** Start ROWS **
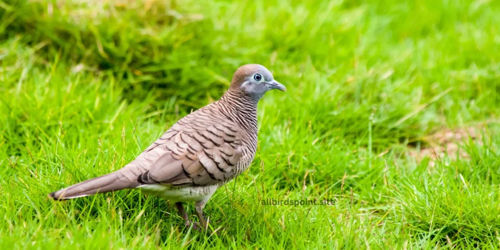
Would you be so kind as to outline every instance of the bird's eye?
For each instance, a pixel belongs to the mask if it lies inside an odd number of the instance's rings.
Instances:
[[[260,82],[262,80],[262,76],[260,74],[255,74],[254,75],[254,79],[257,82]]]

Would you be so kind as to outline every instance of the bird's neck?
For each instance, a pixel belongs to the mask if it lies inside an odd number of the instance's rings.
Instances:
[[[260,99],[242,90],[230,88],[218,101],[228,116],[243,128],[257,132],[257,104]]]

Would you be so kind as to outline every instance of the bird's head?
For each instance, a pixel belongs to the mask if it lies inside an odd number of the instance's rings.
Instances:
[[[232,76],[230,88],[242,91],[257,100],[271,90],[286,91],[286,88],[274,80],[266,67],[258,64],[240,67]]]

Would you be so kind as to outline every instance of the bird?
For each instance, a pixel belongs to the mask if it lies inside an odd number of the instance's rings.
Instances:
[[[257,104],[272,90],[286,92],[264,66],[248,64],[233,75],[220,99],[178,120],[136,158],[114,172],[51,192],[56,200],[124,189],[168,200],[187,226],[183,202],[193,202],[202,228],[203,212],[219,188],[246,170],[257,149]]]

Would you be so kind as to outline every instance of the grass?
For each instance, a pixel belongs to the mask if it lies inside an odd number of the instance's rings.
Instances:
[[[498,2],[0,2],[2,248],[500,248]],[[206,208],[219,235],[136,190],[46,198],[119,168],[250,62],[288,92],[260,104],[252,166]],[[410,154],[472,126],[467,157]]]

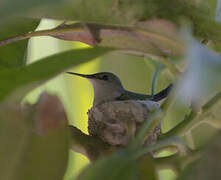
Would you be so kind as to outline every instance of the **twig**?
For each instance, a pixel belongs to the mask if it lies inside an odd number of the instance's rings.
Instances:
[[[189,152],[188,147],[186,146],[185,142],[180,137],[170,137],[165,140],[158,141],[154,145],[150,145],[148,147],[144,147],[141,150],[138,150],[136,152],[136,157],[139,158],[147,153],[150,153],[152,151],[156,151],[159,149],[167,148],[170,146],[174,146],[178,149],[178,153],[183,156],[186,155]]]
[[[69,132],[70,148],[75,152],[87,156],[91,161],[120,149],[120,147],[104,143],[97,137],[86,135],[74,126],[69,126]]]

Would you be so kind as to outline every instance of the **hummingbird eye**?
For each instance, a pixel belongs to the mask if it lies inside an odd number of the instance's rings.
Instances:
[[[107,80],[109,79],[109,77],[108,77],[107,75],[103,75],[103,76],[102,76],[102,79],[103,79],[104,81],[107,81]]]

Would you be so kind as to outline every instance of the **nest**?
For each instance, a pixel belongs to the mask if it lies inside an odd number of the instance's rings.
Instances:
[[[153,101],[111,101],[88,111],[88,132],[113,146],[126,146],[136,135],[150,111],[158,108]],[[156,142],[160,124],[150,133],[145,145]]]

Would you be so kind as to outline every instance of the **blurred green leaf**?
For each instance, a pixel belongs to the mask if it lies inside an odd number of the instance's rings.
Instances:
[[[138,54],[146,53],[147,56],[150,54],[177,57],[184,54],[184,45],[179,39],[178,30],[174,24],[166,20],[155,19],[137,26],[139,28],[75,23],[60,25],[54,30],[46,31],[45,34],[90,45],[114,47],[129,52],[135,51]],[[165,31],[166,27],[167,31]],[[164,29],[164,31],[159,29]]]
[[[189,43],[188,67],[177,94],[185,102],[202,103],[221,89],[221,56],[193,38]]]
[[[0,174],[4,180],[60,180],[68,159],[67,118],[55,96],[36,105],[0,105]]]
[[[110,52],[111,48],[86,48],[70,50],[43,58],[25,67],[0,71],[0,100],[17,92],[10,99],[20,99],[27,91],[39,86],[62,71],[88,62]],[[18,98],[18,99],[17,99]]]
[[[221,133],[200,151],[201,158],[184,168],[178,180],[219,180],[221,177]]]
[[[157,180],[156,169],[150,156],[143,157],[138,162],[141,180]]]
[[[78,180],[136,180],[137,162],[127,151],[116,152],[87,166],[78,176]]]
[[[1,40],[34,31],[39,24],[39,20],[27,18],[5,19],[5,21],[7,22],[0,24]],[[25,65],[27,46],[28,40],[1,46],[0,70]]]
** End ROWS **
▸ EXERCISE
Count the lines in the data above that contain the string "outline", treating uppercase and lowercase as different. Reply with the number only.

▸ THE RESULT
9